Rewrite all of the material below with "Can you spot" changed to "Can you locate" wherever it occurs, keeping everything else the same. Leave the pictures out of your version.

#####

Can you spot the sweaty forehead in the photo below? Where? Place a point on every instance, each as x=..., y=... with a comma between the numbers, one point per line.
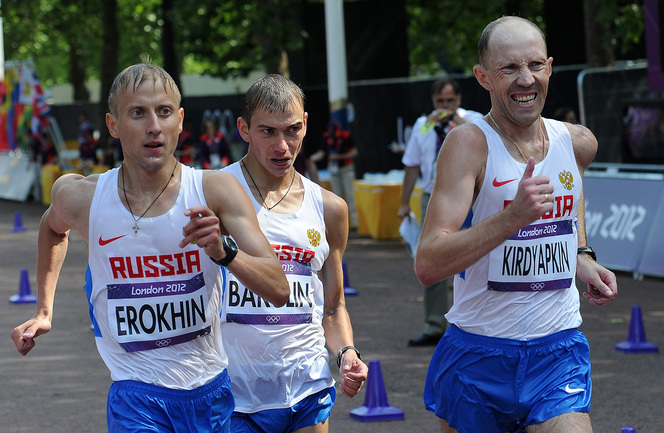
x=515, y=42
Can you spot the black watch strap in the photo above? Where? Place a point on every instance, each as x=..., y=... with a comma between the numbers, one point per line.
x=587, y=250
x=230, y=248
x=343, y=350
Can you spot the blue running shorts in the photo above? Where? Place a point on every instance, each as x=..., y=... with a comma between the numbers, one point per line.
x=311, y=410
x=494, y=385
x=137, y=407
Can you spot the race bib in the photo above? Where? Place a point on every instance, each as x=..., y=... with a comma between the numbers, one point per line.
x=145, y=316
x=244, y=306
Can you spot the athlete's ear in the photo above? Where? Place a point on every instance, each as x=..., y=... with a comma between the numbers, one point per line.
x=243, y=129
x=112, y=125
x=481, y=75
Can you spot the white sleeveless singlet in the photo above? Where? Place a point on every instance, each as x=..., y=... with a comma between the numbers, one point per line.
x=277, y=356
x=155, y=305
x=525, y=288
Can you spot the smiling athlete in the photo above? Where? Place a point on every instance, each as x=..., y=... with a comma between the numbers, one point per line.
x=512, y=356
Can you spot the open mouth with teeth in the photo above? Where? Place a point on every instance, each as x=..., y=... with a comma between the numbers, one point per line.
x=525, y=100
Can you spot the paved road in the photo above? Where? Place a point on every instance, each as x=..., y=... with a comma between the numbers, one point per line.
x=61, y=386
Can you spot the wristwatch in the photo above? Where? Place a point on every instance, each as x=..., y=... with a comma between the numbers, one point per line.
x=230, y=247
x=343, y=350
x=587, y=250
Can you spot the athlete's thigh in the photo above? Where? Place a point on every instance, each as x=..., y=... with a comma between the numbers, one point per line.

#####

In response >>
Can you locate the sweaty forehead in the photo below? Where? Place a point on every instance, each as x=..., y=... with a comma between the numbers, one point per line.
x=515, y=42
Can you locate the black watch strap in the photo above? Where? Place a point on every instance, each as x=..., y=... with a comma between the numbers, one point per line.
x=587, y=250
x=230, y=248
x=343, y=350
Can you locate the blue running shorts in the photo above? Where? Place a point on every instance, each as x=..., y=... with a comma between the numbers, one point per line.
x=311, y=410
x=494, y=385
x=137, y=407
Can you locate the race bib in the photo above? Where? Place a point on every instance, each as x=..., y=... with a comma between the numbers, one point per line.
x=145, y=316
x=244, y=306
Can you locate the athlete's ear in the photo above? Where? Place a point on every instance, each as x=..., y=... with a comma between the numbers, one point per line.
x=243, y=129
x=112, y=125
x=481, y=75
Can you locate the white sleeveless singlet in the photo above? Where? Place a point on every instance, each as x=..., y=... with a comma between the numbers, one point per line.
x=277, y=356
x=155, y=305
x=525, y=288
Can you locate the smiling athlete in the photo above? Where? Place a point on every instance, each as x=..., y=... with a comma between the numbers, one point per line.
x=512, y=356
Can you locate the open mouth with teeth in the photo above? Where? Place a point on every instance, each as x=..., y=... with a comma between the numbers, one point per line.
x=525, y=100
Can you locate the paved road in the photo above? Where? Place a point on every instance, each as x=..., y=... with a comma between the numbers, one point per line.
x=61, y=386
Can you locate the wristwatch in the photo above? Where? Place a point on every instance, each as x=..., y=... with a comma between the numbers, one point per line.
x=230, y=247
x=343, y=350
x=587, y=250
Can you locate the athlete's thigh in the photo above? Where? Place a point on every instance, each as x=..., y=... with a comma between the numbers, one point per line.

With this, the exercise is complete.